Why is it so? Let us take the case of the banking failures of 2023. In a way, we could argue that these were the first institutional victims of the lockdown measures of 2019 and their backlashes thereafter, in the form of an abrupt serie of rate increases in 2022-2023. But I digress as this is a topic for another day.
During the bank failures in March 2023, a week before that famous Swiss bank went bust, there was someone proudly posting on social media some ESG award that they had received. This anecdote was emblematic of the blindness (naivety might be a better word) affecting most of the industry, namely a total lack of priorities when running a banking institution, especially one about to go under (as the market had warned us for some time).
Now, you can be sure that everyone at these failed institutions was über-compliant. But the same can be said during the time of the Soviet Union, the GDR or the socialist regime of the third Reich. Most actors were indeed compliant, absolutely convinced to be doing good things, while reciting in unison their party's catechism. The trajectory of the ship did not matter that much, as each individual was absorbed by his tick-box bubble.
****
• Things to do
a) Repeat the passage on the 2023 bank failures word for word, starting at "Why is it so?" and ending at "for some time).".
b) Decide whether each statement agrees with the passage on the 2023 bank failures, answering yes or no and quoting the words that settle it. (i) Someone posted an ESG award on social media a week before a Swiss bank went bust. (ii) The passage says staff at the failed institutions were largely noncompliant. (iii) According to the passage, the market gave no warning before the bank went under.

[Dataset entries]
****
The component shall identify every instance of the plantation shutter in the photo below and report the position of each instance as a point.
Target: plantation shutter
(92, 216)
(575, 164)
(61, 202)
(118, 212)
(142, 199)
****
• Answers
a)
Why is it so? Let us take the case of the banking failures of 2023. In a way, we could argue that these were the first institutional victims of the lockdown measures of 2019 and their backlashes thereafter, in the form of an abrupt serie of rate increases in 2022-2023. But I digress as this is a topic for another day.
During the bank failures in March 2023, a week before that famous Swiss bank went bust, there was someone proudly posting on social media some ESG award that they had received. This anecdote was emblematic of the blindness (naivety might be a better word) affecting most of the industry, namely a total lack of priorities when running a banking institution, especially one about to go under (as the market had warned us for some time).

b)
(i) Yes: "a week before that famous Swiss bank went bust, there was someone proudly posting on social media some ESG award that they had received."
(ii) No: "you can be sure that everyone at these failed institutions was über-compliant."
(iii) No: "as the market had warned us for some time"